▸ Yönerge A
Oktay Akbal'la ilgili pasajda "Oktay Akbal Atatürk’ün" ifadesinden "sözünü çok severdi." ifadesine kadar uzanan bölümün tamamını hiçbir şeyi değiştirmeden döndür.
▸ Yönerge B
Oktay Akbal'la ilgili pasaja göre Akbal'ın Cumhuriyet gazetesindeki son yazısının başlığı nedir?

▸ Seçilen pasaj
....................
Oktay Akbal Atatürk’ün kültür devriminin ödünsüz savunucusudur. Onun ‘Çağdaşlaşmanın kaçınılmaz gerekleriydi devrimcilik. Atatürk olmasaydı bugün Türkiye yoktu’ sözlerini unutmak olası mı?
Oktay Akbal’ın insan sevgisi ile dolu koca yüreği, yaşamı boyunca hep yurdu ve halkı için çarptı. Karanlıklara başkaldırırken ruhunda hep sevgi ve özveri vardı. Çağına karşı sorumluluk taşıyan, ülkesinin sorunlarını kendine dert edinen bir yazardı. Goethe’nin ‘Dünyanın en tehlikeli hali cehaletin örgütlü eyleme geçmesidir’ sözünü çok severdi.
Son yazılarının birinde ‘Kurtuluşumuz için tek umut gelecek kuşaklarda demek istiyorum ama geleceğin şimdikini aratacağından korkuyorum’ demişti Atatürk’e sarılmanın zamanı olduğunu vurgulayarak…” (Çağdaş Türk Dili Dergisi, “Oktay Akbal İçin…” Ağustos 2015, S. 330).
Gerçekten de Darende’nin de belirttiği gibi, Atatürkçülüğü açıklamak, gelecek kuşaklara doğru anlatmak Oktay Akbal’ın yaşamının başat amaçlarından biriydi. Bu bağlamda da birçok yapıt yayımladı.
Çok sevdiği Cumhuriyet gazetesindeki 23 Mart 2014 tarihli, “Huzur” başlıklı son yazısında içtenlikle şunları yazar:
“Ne oluyor bana. Deprem mi, yer sarsıntısı mı, dışardan gelen kamyon sesi mi? Ama bir şey var, içimde bombalar patlatıyor. Kurtuluş artıyor. İstanbul’un Kurtuluş’u değil de bambaşka...
Sonunda çareyi buldum. Yazmak, yine yazmak. Okurlara değil kendime. Hep kendimle konuşmayı, dertleşmeyi istemişimdir. Birkaç uzun süren hastalık geçirdim. Biliyorum bir süredir ayakta da durmak zorluğundan odamdan, daha doğrusu koltuğumdan ayrılamıyorum.
....................
▸ Gösterilen veriler
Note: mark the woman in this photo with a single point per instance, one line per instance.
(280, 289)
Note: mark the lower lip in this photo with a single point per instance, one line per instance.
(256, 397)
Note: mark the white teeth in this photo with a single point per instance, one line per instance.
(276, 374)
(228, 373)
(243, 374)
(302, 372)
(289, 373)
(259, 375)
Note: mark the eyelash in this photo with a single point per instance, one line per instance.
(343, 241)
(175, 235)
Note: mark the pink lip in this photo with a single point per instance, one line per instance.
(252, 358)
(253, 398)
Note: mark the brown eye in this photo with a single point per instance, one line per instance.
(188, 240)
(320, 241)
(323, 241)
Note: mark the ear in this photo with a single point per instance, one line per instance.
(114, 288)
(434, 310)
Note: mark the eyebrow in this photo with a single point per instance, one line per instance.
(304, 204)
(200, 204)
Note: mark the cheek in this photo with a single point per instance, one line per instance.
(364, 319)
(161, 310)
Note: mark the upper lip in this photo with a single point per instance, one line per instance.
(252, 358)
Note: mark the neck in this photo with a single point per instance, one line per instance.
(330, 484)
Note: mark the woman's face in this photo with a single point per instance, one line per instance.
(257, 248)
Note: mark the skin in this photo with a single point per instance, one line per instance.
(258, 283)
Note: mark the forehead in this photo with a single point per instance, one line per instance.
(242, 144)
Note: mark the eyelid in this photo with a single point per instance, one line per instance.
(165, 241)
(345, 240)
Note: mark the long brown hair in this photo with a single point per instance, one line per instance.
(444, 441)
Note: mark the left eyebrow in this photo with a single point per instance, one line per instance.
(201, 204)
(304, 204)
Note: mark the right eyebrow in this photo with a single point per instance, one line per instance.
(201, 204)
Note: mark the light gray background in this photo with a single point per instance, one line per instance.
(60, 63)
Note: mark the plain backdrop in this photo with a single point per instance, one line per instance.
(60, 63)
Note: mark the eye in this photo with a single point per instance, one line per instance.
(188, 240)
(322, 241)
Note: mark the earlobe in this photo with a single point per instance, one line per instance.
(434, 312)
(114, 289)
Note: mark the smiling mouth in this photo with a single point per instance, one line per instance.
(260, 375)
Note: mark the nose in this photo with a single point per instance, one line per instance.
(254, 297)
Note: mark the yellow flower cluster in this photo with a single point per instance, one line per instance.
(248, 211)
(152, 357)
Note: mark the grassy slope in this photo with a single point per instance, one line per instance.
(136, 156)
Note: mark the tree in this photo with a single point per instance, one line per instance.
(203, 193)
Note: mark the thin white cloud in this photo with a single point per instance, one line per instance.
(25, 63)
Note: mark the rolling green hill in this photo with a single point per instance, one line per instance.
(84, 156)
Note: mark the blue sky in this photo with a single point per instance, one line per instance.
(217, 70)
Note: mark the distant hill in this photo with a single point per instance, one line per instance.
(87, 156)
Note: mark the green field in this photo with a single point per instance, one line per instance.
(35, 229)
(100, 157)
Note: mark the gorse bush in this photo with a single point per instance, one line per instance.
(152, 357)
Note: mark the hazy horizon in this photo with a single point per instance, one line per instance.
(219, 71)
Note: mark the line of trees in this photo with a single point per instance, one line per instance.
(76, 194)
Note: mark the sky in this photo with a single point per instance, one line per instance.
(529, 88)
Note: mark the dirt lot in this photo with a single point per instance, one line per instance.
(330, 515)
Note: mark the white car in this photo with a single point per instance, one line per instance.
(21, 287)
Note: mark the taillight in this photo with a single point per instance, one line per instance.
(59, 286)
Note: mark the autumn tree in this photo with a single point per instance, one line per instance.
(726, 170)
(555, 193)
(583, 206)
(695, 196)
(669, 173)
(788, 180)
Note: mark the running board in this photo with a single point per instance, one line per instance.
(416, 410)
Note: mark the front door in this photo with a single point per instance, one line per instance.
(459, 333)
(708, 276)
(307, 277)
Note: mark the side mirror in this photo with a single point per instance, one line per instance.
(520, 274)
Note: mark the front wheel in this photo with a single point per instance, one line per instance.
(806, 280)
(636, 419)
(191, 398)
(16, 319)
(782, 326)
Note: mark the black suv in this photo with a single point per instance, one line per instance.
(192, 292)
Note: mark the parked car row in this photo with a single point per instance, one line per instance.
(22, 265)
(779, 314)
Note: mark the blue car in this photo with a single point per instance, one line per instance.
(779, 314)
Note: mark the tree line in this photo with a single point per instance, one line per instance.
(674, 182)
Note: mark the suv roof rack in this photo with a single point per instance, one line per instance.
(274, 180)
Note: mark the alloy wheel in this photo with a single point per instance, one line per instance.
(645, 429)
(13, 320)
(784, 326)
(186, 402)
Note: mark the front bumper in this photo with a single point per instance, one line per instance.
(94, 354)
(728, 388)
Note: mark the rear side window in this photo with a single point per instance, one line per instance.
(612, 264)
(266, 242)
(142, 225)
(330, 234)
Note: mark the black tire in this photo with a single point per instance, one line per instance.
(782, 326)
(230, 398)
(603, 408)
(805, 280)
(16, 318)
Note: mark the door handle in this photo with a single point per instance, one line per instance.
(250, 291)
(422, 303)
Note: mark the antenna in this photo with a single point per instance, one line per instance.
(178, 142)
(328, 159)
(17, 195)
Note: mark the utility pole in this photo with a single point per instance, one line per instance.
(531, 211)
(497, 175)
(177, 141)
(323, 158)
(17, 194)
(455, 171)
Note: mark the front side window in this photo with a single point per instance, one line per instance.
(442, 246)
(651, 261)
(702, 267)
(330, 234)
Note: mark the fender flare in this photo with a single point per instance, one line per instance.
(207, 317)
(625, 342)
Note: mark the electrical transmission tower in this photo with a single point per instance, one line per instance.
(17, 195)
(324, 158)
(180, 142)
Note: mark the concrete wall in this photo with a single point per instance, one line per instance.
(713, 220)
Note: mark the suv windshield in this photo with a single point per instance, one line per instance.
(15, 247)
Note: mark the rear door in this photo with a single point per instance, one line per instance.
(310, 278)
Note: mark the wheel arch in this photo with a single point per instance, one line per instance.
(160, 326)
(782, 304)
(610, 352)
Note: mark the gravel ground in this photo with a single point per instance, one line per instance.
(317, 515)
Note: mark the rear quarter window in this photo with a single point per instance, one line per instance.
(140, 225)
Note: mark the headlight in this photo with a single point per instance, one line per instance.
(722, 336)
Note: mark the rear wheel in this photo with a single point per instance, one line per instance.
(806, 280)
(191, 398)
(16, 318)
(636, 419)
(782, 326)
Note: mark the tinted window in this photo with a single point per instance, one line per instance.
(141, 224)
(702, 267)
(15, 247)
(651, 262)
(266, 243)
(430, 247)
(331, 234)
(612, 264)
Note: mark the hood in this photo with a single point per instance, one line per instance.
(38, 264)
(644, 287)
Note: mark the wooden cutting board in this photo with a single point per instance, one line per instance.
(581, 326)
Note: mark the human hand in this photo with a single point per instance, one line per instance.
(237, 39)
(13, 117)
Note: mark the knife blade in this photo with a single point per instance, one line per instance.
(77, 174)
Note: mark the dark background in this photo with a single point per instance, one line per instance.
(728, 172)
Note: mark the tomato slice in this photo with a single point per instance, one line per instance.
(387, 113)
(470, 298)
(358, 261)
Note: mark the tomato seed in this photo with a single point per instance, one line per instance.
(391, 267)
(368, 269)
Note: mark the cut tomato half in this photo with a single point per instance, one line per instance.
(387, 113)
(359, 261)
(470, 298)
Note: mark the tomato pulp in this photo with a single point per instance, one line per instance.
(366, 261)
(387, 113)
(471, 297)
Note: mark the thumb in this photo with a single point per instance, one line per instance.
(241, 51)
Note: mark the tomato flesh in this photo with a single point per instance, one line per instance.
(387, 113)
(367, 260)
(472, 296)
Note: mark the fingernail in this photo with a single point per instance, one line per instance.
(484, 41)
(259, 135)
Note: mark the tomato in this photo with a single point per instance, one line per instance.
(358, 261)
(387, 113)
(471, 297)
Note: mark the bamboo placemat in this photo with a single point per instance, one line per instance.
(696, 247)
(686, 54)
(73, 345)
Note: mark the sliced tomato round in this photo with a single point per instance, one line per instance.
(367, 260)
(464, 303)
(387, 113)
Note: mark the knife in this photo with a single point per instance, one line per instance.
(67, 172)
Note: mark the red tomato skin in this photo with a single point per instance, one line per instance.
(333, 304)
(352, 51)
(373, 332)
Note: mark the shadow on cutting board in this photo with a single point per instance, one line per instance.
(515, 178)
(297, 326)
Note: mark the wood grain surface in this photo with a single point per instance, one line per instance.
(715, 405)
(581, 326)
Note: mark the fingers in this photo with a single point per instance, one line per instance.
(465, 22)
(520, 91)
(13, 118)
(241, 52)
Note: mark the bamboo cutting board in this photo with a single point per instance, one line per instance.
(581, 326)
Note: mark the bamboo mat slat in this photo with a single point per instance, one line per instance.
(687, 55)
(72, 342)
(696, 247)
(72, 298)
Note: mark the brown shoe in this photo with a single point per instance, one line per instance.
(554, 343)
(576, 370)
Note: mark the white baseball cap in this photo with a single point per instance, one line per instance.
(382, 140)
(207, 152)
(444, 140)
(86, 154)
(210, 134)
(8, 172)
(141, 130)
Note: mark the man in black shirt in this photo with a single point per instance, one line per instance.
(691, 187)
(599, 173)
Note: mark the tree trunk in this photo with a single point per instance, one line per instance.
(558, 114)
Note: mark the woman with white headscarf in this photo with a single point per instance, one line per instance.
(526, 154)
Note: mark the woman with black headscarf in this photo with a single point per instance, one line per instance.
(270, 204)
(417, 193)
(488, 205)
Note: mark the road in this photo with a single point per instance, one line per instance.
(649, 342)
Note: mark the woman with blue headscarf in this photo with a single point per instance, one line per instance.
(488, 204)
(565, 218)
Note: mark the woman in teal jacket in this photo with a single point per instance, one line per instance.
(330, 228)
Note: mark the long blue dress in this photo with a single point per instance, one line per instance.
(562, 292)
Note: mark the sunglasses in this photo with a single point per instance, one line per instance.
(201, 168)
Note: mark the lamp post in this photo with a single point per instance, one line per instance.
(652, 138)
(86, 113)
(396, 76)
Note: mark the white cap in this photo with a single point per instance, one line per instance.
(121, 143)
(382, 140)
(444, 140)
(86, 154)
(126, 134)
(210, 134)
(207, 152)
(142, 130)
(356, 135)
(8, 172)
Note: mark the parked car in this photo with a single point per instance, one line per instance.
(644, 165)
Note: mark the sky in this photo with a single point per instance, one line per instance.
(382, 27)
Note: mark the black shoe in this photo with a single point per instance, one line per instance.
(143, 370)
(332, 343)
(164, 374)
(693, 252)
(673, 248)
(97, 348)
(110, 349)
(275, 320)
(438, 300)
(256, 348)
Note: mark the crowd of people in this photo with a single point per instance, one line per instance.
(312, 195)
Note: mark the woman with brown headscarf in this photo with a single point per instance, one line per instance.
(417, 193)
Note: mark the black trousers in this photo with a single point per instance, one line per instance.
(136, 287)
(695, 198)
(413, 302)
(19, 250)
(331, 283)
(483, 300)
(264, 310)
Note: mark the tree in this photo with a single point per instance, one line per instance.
....................
▸ Sonuç A
Oktay Akbal Atatürk’ün kültür devriminin ödünsüz savunucusudur. Onun ‘Çağdaşlaşmanın kaçınılmaz gerekleriydi devrimcilik. Atatürk olmasaydı bugün Türkiye yoktu’ sözlerini unutmak olası mı?
Oktay Akbal’ın insan sevgisi ile dolu koca yüreği, yaşamı boyunca hep yurdu ve halkı için çarptı. Karanlıklara başkaldırırken ruhunda hep sevgi ve özveri vardı. Çağına karşı sorumluluk taşıyan, ülkesinin sorunlarını kendine dert edinen bir yazardı. Goethe’nin ‘Dünyanın en tehlikeli hali cehaletin örgütlü eyleme geçmesidir’ sözünü çok severdi.

▸ Sonuç B
Huzur